### The request
Copy out, exactly as given, every line from the line with "thumb in the picture above?" to the end of the listing, both of those lines included.

### Data records
= = =

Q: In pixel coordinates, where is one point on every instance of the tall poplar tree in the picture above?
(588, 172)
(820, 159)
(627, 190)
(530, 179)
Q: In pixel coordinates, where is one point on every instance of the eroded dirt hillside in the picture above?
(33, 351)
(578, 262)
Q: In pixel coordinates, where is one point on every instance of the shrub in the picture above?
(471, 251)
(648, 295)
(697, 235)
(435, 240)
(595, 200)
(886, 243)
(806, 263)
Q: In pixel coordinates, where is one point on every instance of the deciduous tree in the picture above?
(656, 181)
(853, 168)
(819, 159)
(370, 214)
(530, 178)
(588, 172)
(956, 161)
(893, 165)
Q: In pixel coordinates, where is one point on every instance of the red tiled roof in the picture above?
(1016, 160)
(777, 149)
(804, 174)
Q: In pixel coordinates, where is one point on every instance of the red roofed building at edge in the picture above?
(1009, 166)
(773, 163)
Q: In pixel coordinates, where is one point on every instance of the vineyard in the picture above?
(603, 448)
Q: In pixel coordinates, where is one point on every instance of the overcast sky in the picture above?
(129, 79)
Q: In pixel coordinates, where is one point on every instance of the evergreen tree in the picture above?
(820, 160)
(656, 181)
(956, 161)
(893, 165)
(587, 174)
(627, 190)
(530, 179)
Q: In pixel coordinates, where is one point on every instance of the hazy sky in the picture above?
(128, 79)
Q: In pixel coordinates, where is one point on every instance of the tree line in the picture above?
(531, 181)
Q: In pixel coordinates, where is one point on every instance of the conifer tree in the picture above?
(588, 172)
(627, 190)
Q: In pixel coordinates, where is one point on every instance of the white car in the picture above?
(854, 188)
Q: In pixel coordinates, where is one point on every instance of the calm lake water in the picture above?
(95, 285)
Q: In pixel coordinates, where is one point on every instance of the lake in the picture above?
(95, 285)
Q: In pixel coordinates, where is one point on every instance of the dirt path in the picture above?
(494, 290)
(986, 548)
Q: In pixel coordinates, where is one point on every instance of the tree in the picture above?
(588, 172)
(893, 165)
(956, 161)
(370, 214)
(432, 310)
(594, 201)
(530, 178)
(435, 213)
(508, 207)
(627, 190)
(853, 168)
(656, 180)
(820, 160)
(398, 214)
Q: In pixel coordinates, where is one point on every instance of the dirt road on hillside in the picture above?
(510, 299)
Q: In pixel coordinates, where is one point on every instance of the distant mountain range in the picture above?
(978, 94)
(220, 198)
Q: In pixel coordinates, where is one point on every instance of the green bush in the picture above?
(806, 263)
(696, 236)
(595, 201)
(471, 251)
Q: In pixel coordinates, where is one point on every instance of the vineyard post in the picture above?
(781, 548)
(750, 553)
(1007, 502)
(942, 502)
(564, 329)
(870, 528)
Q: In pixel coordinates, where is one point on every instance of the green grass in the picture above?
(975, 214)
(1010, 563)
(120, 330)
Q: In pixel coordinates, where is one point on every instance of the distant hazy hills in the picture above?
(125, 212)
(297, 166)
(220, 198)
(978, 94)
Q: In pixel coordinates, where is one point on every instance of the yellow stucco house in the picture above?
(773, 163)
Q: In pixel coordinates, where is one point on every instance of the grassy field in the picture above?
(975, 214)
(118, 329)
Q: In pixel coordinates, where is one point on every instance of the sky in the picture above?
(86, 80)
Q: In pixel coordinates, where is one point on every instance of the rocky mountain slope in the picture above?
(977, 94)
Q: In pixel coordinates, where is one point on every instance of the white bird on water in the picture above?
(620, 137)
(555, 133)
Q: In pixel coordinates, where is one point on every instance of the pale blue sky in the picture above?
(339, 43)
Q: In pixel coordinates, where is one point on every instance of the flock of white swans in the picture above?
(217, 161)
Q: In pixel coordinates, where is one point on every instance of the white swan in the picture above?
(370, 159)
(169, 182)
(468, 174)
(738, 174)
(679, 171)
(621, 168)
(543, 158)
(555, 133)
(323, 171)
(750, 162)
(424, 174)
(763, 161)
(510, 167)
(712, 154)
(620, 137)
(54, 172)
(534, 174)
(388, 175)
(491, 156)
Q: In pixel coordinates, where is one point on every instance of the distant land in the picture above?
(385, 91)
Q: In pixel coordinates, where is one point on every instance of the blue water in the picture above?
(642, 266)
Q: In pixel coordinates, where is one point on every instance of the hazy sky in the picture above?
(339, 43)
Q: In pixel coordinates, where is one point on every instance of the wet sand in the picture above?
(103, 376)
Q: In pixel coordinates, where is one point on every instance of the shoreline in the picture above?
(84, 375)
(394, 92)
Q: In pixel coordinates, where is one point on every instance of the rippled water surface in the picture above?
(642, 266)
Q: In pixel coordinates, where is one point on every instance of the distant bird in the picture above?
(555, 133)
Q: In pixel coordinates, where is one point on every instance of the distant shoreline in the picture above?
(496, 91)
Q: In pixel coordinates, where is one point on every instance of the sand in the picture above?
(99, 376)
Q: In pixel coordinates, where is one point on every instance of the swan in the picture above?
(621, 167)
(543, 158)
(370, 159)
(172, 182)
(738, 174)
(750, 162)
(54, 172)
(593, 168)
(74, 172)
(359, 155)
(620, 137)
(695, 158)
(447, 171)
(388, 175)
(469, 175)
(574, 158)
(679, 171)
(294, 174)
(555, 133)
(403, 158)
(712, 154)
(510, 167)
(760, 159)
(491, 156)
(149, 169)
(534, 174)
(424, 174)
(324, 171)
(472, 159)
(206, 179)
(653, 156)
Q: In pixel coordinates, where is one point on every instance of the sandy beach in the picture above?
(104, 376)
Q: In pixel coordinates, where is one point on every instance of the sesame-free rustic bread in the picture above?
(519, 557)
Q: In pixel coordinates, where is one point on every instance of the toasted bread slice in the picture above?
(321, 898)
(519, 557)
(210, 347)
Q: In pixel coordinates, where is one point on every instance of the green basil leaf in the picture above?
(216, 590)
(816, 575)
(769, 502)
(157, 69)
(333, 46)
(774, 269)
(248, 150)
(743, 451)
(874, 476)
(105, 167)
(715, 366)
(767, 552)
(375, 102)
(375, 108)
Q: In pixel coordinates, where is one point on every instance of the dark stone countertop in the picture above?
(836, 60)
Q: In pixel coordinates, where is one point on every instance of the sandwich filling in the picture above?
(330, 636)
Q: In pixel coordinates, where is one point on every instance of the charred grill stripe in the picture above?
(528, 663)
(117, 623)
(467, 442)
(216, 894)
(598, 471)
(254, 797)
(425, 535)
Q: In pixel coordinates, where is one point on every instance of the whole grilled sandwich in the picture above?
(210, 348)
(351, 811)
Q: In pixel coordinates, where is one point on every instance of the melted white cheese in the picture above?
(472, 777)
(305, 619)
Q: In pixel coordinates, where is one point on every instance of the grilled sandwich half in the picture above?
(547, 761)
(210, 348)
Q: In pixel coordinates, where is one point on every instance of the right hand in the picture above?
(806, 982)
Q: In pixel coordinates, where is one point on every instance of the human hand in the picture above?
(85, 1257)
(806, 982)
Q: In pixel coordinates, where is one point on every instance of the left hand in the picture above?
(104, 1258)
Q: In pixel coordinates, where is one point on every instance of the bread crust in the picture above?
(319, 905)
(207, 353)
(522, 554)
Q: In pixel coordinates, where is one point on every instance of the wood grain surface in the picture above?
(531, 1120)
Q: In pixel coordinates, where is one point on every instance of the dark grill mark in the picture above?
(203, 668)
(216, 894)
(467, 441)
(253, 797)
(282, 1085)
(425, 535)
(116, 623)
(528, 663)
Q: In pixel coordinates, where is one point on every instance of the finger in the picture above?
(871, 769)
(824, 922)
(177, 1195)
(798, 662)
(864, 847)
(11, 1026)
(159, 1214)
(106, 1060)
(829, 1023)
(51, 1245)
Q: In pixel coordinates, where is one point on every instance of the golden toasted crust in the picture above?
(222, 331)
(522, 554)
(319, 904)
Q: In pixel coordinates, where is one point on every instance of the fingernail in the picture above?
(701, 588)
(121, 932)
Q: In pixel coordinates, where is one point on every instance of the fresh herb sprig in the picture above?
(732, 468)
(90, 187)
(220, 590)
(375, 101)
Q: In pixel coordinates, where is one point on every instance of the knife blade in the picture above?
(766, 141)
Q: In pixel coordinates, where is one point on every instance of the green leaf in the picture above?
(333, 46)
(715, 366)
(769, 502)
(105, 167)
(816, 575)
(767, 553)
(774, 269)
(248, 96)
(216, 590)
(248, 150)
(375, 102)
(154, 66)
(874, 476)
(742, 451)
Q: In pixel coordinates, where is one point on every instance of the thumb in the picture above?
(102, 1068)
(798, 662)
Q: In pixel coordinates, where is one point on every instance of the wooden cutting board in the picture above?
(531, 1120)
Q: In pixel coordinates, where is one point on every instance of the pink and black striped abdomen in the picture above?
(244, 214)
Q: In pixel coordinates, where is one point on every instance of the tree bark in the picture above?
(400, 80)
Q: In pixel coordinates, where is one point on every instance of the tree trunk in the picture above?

= = =

### Exercise solution
Q: In pixel coordinates, where is one point on every instance of the thumb in the picture above?
(102, 1068)
(798, 662)
Q: In pixel coordinates, where is one point on every instance of the wooden cutting board in the picture above?
(531, 1120)
Q: In pixel coordinates, where is one point on every instance of the pink and black striped abdomen in the picture above?
(244, 214)
Q: In pixel coordinates, where is one point on every instance of the tree bark in the picture above?
(400, 80)
Q: In pixel coordinates, where is one point on every instance of the tree trunk in the picture above?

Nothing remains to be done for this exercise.